Benchmarking GAN Architectures for Underwater Imaging: The Trade-off Between Model Compactness and Real-Time Latency

Abstract

Underwater imaging suffers from severe degradation due to light absorption and scattering, complicating marine research and autonomous navigation. This study compares two GAN-based approaches, Sea-Pix-GAN and MuLA-GAN, for underwater image enhancement. Sea-Pix-GAN employs a wide U-Net architecture with high-weight L1 loss, while MuLA-GAN uses a narrow attention-based U-Net with VGG perceptual loss. Trained on four benchmark datasets, Sea-Pix-GAN achieves superior structural and perceptual quality with 54.42M parameters and 18.20 GFLOPs computational complexity. MuLA-GAN with 16.56M parameters and 13.10 GFLOPs reduces the model size by 70% but sacrifices perceptual quality. On T4 GPU, we demonstrate a trade-off between model size and latency: while MULA-GAN requires 70% fewer parameters, it incurs a 32% higher inference latency due to attention overhead. Our findings recommend Sea-Pix-GAN for latency-critical AUV navigation and MuLA-GAN for storage-constrained edge devices.

Key Methodologies & Contributions

Rigorous GAN Architecture Benchmark: Conducted a comprehensive evaluation comparing a wide U-Net with heavy reconstruction constraints against a compact, attention-guided residual network across four diverse datasets (LSUI, UIEB, UFO-120, and GoPro).

> _REQUEST A_: Name every dataset the GAN benchmark text says the models were trained and evaluated on.
> _REQUEST B_: In the GAN benchmark text, how many parameters does MuLA-GAN have?
The lines after the GAN benchmark text aren't needed for anything here.

> _RECORDS SUPPLIED_:
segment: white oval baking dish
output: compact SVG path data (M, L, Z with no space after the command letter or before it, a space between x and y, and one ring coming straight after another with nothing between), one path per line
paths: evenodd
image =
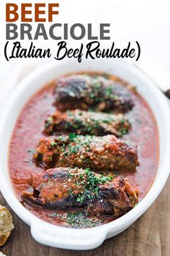
M9 145L17 117L29 98L45 83L59 75L82 70L114 74L133 84L149 103L158 127L160 159L154 182L146 197L129 213L103 226L84 229L59 227L40 220L26 210L18 200L10 182L8 168ZM90 249L104 239L122 232L135 221L153 202L165 184L170 171L170 111L162 93L132 64L116 60L71 59L54 61L33 72L12 92L1 116L0 125L0 189L14 211L31 227L40 243L64 249ZM17 159L16 159L17 161ZM147 171L147 170L146 170Z

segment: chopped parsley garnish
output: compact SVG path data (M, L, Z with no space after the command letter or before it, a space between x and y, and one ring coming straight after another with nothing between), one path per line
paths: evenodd
M76 135L75 135L75 133L69 133L69 140L74 140L74 139L76 139Z

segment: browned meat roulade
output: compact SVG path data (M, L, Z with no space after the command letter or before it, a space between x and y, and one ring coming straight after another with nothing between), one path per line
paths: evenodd
M33 155L45 168L80 167L100 171L134 171L138 165L136 147L115 135L68 135L40 140Z
M138 202L138 190L122 176L104 176L89 169L56 168L33 174L32 192L22 198L42 208L81 208L91 216L119 217Z
M75 132L76 135L103 136L115 135L122 137L130 129L128 119L122 114L116 115L85 111L79 109L61 112L50 116L45 124L48 135Z
M58 108L62 111L92 108L101 111L112 109L127 112L134 105L131 93L125 86L99 76L59 77L55 97Z

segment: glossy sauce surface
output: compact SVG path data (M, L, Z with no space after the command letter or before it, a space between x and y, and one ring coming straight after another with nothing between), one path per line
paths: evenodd
M109 79L117 80L113 76L110 76ZM42 131L45 119L56 109L53 105L53 89L54 82L51 82L32 96L22 111L14 129L9 165L12 185L19 200L24 190L32 189L30 185L31 174L44 171L36 166L32 159L39 140L44 137ZM121 174L128 177L132 186L138 187L140 201L148 191L156 171L158 136L155 118L148 103L136 93L132 93L132 97L135 106L125 114L132 124L132 130L123 137L123 140L130 140L138 145L140 166L135 173ZM23 202L22 203L40 218L68 227L91 227L113 220L112 217L89 218L79 210L74 214L73 213L75 210L52 210Z

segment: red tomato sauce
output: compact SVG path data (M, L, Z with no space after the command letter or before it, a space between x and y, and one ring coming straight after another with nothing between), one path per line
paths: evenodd
M111 76L112 79L115 77ZM125 82L124 82L125 83ZM53 114L54 82L45 86L33 95L23 108L13 132L9 149L9 173L14 190L24 206L41 219L48 222L71 227L91 227L107 223L112 217L86 218L79 213L75 221L68 216L68 211L52 210L23 202L23 191L31 189L32 174L44 170L32 162L32 153L42 133L46 118ZM132 124L132 130L123 137L138 145L140 166L135 173L126 173L130 184L139 190L139 202L148 191L156 174L158 162L158 135L154 116L146 101L138 94L132 93L135 106L125 114ZM72 211L70 211L72 213Z

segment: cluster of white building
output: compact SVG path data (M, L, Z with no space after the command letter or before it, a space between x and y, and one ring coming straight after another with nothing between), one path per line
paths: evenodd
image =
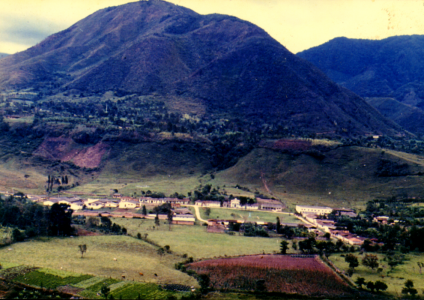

> _WRITTEN ANSWER A_: LSUI, UIEB, UFO-120, and GoPro

> _WRITTEN ANSWER B_: 16.56M parameters